Task material below:
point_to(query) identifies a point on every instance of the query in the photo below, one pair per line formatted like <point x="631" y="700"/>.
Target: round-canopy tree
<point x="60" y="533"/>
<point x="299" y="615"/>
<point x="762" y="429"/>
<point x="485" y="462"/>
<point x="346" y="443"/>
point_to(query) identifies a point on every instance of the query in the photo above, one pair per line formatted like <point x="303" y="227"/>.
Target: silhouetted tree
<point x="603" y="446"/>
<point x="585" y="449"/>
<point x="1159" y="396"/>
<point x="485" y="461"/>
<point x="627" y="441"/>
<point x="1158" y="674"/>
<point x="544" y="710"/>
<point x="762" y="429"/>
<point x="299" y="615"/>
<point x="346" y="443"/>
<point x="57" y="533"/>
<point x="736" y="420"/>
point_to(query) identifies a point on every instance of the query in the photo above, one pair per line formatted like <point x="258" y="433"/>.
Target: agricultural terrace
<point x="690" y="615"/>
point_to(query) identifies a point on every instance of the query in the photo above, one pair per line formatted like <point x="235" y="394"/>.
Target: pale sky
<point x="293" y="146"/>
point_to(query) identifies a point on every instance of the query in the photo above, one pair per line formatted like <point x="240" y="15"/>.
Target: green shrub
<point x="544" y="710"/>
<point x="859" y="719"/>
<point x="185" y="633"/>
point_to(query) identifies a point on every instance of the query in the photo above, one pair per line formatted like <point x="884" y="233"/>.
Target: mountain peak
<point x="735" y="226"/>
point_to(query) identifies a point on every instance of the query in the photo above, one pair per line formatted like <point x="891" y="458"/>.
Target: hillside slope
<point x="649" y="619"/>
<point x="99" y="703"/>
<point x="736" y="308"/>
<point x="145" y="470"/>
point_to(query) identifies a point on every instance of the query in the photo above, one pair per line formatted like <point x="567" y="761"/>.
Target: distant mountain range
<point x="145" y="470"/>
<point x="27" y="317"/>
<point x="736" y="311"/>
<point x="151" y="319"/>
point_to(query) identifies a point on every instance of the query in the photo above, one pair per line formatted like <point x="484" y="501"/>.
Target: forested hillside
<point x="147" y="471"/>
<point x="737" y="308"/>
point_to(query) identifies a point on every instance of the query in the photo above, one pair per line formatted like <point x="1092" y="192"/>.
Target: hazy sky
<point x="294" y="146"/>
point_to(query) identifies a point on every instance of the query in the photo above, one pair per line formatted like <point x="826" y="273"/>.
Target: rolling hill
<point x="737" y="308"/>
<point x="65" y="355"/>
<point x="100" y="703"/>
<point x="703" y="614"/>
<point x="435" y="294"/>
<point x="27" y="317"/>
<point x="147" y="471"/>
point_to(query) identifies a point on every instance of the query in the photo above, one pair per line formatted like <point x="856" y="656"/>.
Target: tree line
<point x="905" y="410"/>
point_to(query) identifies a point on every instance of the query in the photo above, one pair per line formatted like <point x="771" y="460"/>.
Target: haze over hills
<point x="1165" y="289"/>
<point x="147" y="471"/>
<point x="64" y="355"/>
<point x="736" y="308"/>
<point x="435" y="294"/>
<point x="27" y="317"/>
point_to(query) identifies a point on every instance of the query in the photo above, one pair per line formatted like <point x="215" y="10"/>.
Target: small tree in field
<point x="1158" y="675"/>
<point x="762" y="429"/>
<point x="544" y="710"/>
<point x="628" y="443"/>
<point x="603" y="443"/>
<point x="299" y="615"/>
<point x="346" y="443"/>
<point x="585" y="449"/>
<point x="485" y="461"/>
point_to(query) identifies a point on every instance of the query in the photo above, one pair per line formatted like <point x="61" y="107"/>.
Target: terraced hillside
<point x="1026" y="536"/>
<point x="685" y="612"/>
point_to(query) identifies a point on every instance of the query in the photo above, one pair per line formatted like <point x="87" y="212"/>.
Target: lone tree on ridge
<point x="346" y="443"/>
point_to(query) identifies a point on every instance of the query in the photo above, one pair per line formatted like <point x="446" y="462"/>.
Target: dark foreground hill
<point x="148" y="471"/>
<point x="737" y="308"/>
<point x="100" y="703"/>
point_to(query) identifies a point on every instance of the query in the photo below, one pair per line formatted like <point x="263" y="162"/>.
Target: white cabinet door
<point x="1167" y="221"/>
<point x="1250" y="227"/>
End of Task material.
Task material below:
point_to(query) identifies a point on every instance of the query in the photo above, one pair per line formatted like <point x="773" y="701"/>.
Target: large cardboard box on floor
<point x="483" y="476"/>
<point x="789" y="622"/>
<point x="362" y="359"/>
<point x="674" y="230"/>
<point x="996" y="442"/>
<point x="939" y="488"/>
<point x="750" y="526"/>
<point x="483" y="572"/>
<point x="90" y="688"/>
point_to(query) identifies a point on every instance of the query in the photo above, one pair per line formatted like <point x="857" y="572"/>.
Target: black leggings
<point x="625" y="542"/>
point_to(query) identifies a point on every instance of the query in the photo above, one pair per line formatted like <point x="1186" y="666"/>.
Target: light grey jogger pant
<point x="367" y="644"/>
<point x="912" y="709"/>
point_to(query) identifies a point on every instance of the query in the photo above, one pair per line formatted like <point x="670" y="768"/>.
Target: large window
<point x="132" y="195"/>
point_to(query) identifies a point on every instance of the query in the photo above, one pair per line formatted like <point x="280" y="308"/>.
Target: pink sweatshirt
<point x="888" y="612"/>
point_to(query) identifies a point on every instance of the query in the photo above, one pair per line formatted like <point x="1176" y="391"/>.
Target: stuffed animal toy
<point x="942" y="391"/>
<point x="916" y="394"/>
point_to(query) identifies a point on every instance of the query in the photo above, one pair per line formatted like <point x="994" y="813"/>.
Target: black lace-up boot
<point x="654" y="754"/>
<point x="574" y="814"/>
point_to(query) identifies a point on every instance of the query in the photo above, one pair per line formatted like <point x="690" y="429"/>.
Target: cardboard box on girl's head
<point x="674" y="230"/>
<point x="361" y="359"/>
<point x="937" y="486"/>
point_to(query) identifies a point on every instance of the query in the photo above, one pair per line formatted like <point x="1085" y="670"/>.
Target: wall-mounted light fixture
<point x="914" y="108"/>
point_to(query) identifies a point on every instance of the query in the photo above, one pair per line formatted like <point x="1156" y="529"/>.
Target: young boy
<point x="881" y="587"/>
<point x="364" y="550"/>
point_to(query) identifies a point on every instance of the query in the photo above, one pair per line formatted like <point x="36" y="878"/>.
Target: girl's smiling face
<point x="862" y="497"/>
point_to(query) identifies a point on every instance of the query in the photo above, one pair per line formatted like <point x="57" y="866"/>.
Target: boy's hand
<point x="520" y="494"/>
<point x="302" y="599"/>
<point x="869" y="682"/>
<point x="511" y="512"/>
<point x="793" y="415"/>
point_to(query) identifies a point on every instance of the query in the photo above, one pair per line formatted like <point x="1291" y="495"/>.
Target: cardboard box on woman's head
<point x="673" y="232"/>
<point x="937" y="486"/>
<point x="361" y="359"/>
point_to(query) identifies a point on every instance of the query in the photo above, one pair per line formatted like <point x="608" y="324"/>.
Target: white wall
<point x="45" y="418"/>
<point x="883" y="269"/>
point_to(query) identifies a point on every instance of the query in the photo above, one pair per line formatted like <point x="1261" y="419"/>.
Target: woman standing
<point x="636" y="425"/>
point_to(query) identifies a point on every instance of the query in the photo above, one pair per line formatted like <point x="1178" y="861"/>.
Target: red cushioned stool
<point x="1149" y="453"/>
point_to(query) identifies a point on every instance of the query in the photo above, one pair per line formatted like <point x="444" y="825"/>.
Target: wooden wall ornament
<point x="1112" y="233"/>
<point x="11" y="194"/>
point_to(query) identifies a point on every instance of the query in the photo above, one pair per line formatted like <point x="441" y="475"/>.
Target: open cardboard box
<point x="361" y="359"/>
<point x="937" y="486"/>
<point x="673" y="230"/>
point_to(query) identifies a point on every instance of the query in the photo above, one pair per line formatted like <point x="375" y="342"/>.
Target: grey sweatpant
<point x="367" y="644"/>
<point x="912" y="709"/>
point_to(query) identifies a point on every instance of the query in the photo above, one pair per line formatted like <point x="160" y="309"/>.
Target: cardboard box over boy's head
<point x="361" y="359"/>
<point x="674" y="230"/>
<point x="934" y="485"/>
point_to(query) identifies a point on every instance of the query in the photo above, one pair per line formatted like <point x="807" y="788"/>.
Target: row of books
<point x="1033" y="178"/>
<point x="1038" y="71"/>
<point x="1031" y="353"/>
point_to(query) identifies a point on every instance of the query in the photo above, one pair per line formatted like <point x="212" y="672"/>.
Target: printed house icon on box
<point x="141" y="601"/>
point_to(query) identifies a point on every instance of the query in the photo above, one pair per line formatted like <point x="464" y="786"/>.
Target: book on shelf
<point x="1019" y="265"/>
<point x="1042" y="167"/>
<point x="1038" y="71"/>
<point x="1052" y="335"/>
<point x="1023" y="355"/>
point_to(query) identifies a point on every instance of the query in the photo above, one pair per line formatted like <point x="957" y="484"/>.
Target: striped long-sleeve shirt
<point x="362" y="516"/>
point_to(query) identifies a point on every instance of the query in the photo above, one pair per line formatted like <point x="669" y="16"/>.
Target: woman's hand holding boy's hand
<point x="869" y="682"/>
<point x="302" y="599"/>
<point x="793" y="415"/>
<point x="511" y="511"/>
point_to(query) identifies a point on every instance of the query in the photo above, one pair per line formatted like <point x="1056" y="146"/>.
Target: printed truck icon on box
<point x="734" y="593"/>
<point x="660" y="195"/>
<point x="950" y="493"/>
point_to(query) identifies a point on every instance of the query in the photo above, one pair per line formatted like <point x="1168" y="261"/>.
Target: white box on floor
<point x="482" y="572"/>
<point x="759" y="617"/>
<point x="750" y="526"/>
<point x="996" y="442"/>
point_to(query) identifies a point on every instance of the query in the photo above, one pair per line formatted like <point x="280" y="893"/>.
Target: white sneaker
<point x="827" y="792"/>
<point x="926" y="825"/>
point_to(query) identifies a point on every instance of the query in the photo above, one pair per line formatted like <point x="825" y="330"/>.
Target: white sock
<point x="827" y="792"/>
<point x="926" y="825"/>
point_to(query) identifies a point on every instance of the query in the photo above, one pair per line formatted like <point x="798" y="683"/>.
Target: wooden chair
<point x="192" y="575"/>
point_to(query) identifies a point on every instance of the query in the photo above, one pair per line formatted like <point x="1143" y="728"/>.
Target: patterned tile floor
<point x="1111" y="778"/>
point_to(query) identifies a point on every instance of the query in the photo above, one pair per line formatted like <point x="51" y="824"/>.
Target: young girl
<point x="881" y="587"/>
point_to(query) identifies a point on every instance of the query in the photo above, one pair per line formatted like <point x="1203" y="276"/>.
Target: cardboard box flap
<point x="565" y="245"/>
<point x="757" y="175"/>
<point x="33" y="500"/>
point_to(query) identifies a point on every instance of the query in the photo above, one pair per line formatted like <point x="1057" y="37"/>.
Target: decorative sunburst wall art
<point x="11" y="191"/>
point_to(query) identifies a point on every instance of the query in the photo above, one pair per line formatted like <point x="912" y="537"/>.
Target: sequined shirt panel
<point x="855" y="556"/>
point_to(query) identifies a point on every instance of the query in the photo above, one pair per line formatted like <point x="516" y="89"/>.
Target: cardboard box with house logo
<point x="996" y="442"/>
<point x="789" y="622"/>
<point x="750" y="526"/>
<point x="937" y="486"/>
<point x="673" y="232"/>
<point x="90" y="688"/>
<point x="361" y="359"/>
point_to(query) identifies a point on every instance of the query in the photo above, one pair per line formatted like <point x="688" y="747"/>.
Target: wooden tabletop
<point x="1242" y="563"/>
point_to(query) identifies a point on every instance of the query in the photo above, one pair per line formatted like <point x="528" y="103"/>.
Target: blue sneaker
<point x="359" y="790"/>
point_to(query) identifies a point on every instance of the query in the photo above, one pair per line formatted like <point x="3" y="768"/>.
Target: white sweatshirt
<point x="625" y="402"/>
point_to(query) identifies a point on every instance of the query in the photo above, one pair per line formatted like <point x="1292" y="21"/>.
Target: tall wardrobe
End of Task material.
Task material below:
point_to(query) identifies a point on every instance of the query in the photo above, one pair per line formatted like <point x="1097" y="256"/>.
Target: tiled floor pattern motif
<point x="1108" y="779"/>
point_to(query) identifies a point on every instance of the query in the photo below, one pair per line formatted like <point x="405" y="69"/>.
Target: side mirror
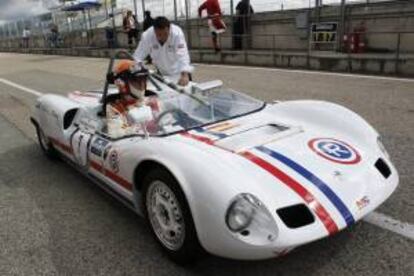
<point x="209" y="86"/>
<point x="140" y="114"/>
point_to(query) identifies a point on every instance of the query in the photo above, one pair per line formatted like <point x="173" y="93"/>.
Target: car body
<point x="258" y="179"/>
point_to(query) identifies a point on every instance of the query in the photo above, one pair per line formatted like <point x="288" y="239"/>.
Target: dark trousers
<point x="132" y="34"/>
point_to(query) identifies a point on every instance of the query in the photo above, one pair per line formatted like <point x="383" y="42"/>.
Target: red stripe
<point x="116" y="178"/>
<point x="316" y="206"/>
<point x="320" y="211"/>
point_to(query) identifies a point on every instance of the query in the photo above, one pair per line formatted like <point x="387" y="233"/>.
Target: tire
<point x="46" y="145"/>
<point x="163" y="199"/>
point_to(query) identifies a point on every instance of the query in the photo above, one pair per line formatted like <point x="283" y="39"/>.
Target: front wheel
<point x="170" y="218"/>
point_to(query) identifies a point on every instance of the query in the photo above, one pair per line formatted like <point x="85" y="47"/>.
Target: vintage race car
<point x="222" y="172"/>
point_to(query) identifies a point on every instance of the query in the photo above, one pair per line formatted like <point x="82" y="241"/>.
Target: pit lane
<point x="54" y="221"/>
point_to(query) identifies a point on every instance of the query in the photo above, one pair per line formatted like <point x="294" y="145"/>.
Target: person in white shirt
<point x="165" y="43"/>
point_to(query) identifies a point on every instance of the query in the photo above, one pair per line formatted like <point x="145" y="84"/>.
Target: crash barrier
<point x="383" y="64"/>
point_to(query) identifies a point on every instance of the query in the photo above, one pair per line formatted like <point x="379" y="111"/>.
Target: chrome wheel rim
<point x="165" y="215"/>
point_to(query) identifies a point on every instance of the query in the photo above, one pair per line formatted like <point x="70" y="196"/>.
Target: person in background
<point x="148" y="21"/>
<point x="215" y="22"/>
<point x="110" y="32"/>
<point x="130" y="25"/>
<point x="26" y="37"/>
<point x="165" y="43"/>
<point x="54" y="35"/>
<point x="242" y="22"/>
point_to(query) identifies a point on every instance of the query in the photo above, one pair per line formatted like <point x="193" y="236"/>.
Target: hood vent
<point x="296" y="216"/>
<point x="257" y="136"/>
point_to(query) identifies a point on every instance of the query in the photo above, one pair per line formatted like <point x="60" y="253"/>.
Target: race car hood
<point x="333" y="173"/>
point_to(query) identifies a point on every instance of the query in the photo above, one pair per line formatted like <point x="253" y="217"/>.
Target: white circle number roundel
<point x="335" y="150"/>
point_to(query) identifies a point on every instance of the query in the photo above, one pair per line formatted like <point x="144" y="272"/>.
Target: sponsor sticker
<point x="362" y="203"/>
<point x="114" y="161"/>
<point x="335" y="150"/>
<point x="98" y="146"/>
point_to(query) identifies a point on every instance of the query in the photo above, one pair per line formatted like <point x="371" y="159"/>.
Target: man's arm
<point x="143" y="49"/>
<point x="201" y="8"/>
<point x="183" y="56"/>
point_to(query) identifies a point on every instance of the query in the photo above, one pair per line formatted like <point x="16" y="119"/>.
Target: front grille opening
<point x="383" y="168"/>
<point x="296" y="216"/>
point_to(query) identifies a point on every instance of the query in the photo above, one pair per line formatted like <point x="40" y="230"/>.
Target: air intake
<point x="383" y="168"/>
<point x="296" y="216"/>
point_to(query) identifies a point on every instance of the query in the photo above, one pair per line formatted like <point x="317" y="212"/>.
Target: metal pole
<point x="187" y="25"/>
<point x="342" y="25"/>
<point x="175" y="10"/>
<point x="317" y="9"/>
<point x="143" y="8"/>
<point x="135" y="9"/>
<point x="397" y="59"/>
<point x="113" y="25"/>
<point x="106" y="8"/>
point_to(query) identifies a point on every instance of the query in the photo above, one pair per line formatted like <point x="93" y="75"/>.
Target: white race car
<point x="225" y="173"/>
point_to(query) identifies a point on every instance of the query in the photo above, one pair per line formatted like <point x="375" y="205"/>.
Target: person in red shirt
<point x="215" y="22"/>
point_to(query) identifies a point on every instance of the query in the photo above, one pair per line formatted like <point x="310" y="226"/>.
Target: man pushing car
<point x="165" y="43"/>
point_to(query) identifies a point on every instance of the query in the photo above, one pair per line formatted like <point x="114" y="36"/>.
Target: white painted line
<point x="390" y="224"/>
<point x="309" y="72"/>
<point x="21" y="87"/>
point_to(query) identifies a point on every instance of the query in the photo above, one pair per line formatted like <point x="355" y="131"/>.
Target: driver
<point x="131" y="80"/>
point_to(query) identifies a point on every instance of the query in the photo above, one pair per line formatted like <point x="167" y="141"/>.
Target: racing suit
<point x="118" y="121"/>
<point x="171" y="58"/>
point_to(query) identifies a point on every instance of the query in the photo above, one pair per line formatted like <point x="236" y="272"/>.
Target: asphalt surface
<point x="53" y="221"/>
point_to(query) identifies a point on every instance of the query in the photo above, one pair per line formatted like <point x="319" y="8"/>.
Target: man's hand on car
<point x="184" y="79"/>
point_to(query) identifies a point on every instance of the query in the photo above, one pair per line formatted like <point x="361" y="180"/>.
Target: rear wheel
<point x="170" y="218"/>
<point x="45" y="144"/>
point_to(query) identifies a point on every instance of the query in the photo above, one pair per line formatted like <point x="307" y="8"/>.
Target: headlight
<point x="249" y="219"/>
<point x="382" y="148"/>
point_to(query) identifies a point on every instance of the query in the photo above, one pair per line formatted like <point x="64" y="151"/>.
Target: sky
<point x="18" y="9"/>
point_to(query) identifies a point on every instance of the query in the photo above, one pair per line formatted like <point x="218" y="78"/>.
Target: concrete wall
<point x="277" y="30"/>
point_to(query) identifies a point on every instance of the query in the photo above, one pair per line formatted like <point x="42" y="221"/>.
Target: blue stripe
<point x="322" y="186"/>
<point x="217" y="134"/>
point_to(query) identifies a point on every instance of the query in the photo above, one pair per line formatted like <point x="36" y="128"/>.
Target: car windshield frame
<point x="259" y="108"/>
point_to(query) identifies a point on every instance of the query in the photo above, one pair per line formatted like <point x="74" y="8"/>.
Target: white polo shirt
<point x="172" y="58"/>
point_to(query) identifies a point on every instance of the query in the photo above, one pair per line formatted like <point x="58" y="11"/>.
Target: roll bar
End of Task material.
Starting at the line that contains "Target: blue sneaker" and stopping after the line that contains "Target: tall wardrobe", write out every line exactly as it appears above, and no other line.

Target: blue sneaker
<point x="359" y="790"/>
point_to(query) identifies a point on every instance of the query in the photo above, one pair per line formatted like <point x="3" y="768"/>.
Target: white sweatshirt
<point x="625" y="402"/>
point_to(query) identifies a point on every instance of the query in the photo above, one pair per line formatted like <point x="1292" y="21"/>.
Target: tall wardrobe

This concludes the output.